» **WHAT IS ASKED**: Copy the material below verbatim, starting at the line that contains "Mark each instance of the table" and ending after the line that contains "x=354 y=217".
##############################
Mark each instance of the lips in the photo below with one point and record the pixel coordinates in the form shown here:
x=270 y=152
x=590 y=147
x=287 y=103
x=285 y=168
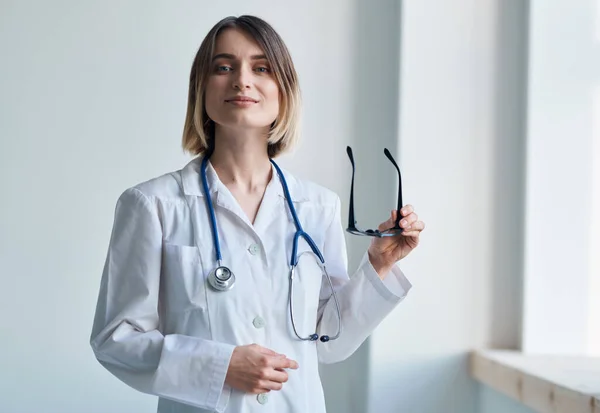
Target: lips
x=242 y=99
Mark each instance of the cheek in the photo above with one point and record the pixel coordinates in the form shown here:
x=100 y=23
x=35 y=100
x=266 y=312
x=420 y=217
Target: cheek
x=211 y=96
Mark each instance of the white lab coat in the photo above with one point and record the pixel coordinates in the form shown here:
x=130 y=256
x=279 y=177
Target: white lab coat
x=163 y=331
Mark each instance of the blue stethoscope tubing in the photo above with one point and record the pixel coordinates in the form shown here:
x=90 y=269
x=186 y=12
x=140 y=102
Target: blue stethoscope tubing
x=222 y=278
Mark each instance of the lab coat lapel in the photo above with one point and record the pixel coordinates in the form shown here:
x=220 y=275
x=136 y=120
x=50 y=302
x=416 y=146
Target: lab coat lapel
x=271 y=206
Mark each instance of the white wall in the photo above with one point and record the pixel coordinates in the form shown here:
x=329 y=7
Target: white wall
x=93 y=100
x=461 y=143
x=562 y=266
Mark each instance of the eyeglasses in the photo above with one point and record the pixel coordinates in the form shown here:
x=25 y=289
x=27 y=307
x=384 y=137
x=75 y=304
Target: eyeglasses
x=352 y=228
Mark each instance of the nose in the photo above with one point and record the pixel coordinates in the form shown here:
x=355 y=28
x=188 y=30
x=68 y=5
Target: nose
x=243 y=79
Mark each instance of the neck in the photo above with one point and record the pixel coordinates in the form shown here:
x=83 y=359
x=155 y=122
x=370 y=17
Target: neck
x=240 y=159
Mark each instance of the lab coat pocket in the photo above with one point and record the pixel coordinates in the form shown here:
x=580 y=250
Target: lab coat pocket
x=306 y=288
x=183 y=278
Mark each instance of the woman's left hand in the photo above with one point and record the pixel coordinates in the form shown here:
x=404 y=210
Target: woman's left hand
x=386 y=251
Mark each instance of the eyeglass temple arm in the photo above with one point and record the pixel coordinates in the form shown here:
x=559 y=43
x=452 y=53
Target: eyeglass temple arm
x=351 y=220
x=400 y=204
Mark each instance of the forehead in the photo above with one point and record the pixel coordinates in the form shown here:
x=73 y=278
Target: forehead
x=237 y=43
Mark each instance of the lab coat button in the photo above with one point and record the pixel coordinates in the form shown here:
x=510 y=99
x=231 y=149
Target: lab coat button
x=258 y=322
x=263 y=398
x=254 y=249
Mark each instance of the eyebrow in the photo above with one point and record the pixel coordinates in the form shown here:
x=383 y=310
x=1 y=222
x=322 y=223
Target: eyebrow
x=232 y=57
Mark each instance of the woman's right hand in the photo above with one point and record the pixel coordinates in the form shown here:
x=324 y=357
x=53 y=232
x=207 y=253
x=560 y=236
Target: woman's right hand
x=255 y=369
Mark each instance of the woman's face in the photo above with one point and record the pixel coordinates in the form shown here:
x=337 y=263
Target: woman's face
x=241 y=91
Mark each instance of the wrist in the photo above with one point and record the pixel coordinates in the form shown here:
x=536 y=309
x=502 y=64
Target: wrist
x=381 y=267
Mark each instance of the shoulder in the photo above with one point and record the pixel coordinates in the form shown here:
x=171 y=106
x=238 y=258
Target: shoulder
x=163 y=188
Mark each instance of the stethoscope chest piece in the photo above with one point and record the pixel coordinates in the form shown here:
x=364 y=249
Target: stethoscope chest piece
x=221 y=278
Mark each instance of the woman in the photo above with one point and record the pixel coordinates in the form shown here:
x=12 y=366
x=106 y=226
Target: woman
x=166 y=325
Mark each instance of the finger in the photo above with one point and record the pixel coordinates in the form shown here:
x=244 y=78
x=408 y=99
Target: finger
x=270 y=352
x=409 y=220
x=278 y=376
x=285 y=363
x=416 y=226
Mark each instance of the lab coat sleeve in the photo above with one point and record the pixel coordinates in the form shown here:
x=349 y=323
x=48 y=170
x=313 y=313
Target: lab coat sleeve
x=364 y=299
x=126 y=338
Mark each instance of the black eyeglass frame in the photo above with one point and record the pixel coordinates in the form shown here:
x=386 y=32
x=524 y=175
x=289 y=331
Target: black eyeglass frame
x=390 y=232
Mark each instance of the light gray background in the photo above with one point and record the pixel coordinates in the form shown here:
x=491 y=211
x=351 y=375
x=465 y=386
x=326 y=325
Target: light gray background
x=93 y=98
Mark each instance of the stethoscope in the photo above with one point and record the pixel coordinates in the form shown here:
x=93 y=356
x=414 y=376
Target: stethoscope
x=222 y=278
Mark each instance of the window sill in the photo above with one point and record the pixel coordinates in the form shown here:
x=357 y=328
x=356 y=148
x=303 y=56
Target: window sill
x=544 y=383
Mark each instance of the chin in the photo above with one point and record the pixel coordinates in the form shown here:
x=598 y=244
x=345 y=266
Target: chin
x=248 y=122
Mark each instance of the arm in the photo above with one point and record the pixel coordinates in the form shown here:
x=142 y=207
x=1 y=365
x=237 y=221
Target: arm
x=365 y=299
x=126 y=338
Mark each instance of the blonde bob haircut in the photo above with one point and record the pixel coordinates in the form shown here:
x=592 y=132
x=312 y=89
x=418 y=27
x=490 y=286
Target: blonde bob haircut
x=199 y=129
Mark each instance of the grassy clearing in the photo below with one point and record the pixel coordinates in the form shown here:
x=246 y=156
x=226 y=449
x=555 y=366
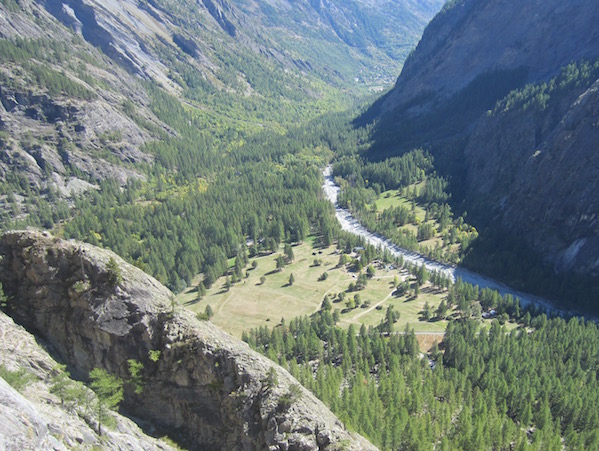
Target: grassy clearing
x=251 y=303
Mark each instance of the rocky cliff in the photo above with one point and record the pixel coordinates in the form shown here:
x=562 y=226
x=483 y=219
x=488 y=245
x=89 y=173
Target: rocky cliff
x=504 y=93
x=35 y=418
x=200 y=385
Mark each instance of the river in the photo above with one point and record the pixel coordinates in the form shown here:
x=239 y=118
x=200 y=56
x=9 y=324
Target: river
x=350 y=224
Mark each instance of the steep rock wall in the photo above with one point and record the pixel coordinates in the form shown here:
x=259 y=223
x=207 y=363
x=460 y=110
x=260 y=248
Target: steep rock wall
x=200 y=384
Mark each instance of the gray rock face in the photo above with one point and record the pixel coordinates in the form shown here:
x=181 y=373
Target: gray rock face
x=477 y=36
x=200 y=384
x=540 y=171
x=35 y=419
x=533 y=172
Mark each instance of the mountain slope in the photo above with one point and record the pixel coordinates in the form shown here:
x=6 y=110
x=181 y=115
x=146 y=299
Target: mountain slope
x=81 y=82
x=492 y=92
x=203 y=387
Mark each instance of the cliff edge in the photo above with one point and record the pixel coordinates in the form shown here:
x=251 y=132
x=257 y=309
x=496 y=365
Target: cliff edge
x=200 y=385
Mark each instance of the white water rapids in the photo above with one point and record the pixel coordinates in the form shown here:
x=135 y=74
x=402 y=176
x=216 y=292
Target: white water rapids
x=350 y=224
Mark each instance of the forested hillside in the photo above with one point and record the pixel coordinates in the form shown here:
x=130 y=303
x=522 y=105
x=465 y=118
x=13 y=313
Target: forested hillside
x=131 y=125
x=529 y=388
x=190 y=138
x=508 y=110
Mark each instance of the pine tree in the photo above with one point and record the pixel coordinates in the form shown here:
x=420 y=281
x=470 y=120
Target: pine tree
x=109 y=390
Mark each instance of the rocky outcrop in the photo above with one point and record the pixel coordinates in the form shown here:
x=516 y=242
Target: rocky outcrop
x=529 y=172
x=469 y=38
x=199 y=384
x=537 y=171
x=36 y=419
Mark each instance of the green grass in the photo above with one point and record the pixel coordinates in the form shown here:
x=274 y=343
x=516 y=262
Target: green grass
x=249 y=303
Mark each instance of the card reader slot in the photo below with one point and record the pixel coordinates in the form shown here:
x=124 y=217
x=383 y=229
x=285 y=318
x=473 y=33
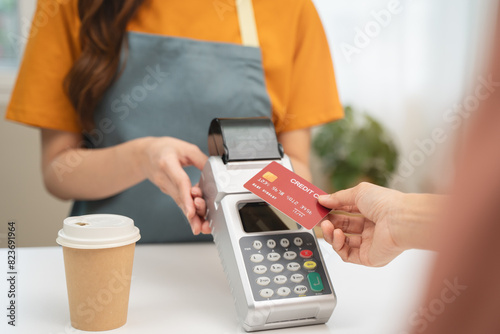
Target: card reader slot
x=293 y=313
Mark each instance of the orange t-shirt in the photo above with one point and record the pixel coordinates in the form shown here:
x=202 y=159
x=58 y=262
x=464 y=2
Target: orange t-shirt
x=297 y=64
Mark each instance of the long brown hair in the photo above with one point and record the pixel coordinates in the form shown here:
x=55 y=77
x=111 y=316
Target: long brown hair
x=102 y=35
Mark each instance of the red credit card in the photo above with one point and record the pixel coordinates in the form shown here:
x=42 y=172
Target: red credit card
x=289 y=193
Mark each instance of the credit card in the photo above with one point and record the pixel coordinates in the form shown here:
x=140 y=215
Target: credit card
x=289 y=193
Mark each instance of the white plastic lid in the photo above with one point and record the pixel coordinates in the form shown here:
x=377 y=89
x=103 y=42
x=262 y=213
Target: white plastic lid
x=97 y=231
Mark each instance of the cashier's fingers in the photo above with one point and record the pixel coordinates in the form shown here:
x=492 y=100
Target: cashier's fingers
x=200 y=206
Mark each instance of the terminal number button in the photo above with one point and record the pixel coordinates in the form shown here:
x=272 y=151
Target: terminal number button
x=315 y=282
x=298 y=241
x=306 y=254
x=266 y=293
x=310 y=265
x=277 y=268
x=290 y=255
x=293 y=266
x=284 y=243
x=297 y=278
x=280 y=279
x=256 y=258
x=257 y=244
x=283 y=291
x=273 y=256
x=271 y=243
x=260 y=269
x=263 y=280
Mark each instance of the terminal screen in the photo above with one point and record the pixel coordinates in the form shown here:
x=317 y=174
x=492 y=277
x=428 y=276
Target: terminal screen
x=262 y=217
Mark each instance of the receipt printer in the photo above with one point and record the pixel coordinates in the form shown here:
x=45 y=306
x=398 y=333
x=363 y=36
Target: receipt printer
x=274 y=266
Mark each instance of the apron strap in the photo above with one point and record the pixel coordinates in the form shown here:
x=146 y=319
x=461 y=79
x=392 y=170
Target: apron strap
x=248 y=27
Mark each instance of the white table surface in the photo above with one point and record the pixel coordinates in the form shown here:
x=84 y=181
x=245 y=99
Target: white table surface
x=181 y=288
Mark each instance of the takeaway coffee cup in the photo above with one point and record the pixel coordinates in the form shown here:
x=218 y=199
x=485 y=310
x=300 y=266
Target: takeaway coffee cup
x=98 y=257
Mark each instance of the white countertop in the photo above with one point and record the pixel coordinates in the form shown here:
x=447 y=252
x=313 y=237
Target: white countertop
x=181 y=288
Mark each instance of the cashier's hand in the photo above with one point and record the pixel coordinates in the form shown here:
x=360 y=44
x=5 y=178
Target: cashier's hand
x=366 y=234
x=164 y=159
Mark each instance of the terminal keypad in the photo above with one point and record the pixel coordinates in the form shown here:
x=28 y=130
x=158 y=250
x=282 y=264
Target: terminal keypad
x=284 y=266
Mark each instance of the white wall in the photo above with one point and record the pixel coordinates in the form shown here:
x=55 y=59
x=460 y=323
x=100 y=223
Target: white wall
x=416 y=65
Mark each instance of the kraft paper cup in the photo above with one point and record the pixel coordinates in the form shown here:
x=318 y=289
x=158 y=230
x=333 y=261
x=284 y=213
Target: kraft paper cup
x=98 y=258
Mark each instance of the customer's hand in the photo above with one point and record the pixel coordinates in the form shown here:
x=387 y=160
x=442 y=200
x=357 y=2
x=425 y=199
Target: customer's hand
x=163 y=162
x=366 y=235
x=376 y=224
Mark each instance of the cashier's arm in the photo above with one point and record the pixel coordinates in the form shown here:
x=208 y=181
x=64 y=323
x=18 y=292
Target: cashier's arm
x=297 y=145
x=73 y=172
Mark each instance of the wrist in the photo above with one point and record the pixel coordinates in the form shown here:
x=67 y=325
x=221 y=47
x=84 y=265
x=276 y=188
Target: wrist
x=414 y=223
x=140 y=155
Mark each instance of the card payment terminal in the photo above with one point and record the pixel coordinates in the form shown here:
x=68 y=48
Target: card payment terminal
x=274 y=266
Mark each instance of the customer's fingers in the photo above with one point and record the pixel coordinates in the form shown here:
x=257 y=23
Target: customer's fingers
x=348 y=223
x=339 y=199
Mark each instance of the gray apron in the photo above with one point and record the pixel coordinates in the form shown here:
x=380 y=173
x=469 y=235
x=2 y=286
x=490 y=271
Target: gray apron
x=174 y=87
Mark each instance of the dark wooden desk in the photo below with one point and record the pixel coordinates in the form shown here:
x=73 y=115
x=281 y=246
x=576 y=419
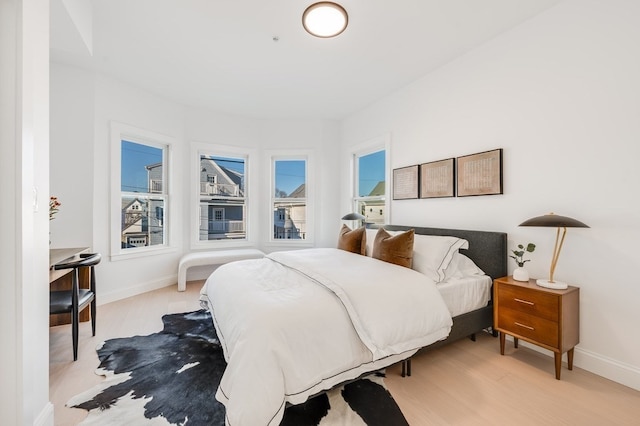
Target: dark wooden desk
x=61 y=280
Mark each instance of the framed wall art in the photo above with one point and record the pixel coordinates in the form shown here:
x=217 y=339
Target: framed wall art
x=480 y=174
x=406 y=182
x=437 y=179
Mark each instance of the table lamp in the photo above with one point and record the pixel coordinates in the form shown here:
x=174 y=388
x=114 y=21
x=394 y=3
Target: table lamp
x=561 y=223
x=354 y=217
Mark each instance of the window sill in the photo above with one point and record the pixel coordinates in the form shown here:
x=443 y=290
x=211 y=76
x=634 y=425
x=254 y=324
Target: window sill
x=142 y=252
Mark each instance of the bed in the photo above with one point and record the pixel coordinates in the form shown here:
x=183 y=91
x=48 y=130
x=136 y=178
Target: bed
##############################
» **SOLUTION**:
Mark each instance of the table lamp in the photo above with one point and record the pixel coordinates in the form shown here:
x=174 y=388
x=114 y=21
x=394 y=3
Target: table lamp
x=561 y=223
x=354 y=217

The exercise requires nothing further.